TRECHO SELECIONADO:
Desde 1993, quando Fernando Henrique Cardoso era ministro da Fazenda de Itamar Franco, vem enfatizando o duplo papel na agenda da arrecadação federal exercida pela polêmica Contribuição Provisória sobre Movimentação Financeira, a tal CPMF. Também é conhecida como “imposto da saúde”.
Inicialmente batizado de IPMF (Imposto Provisório sobre a Movimentação ou a Transmissão de Valores e de Créditos e Direitos de Natureza Financeira), ao longo de sua existência o tributo foi marcado por calorosas discussões jurídicas, notadamente por gerar os indesejáveis efeitos da tributação em cascata, por conta da sistemática de sua arrecadação. Finalmente, a CPMF foi extinta em 2007.
Adib Jatene
Alvo de acirrados debates judiciais e de sonoras reações dos empresários e da população em geral, ainda na década de 1990 o IPMF teve o nome alterado. Foi sucedido pela CPMF. A mudança de nomenclatura – de imposto para contribuição – ocorreu já sob os hercúleos esforços do afamado médico cirurgião Adib Jatene, que, nomeado ministro, lançou-se de corpo e alma no árduo desafio de salvar a saúde pública de Pindorama.
Como é sabido, ele largou o bisturi, arregaçou as mangas, visitou os gabinetes do nosso parlamento e ganhou espaço na mídia para convencer os súditos da necessidade da cota de sacrifício de cada um de nosotros.
O carismático cirurgião, ilustre filho da Xapuri, pequena cidade do interior do Acre, graças à sua ilibada reputação, convenceu a nação de que o dinheiro arrecadado via CPMF era inadiável e vital para tirar do coma os hospitais públicos do país. Até que, ressuscitado o imposto, Jatene logo percebeu que ele próprio fora iludido. Eram falsas as promessas oficiais de que a verba arrecadada seria repassada com exclusividade à sua pasta.

PROBLEMA A RESOLVER:
Liste todas as pessoas citadas nominalmente no texto sobre a CPMF.

CONJUNTO DE DADOS:

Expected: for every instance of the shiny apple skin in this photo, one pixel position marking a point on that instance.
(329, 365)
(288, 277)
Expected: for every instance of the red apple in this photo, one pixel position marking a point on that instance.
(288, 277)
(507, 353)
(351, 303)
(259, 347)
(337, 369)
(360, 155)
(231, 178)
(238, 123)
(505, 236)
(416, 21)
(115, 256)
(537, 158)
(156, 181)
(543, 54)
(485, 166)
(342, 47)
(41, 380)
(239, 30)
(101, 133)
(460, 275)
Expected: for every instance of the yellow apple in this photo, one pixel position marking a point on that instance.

RESPOSTA DO EXERCÍCIO:
Fernando Henrique Cardoso, Itamar Franco e Adib Jatene.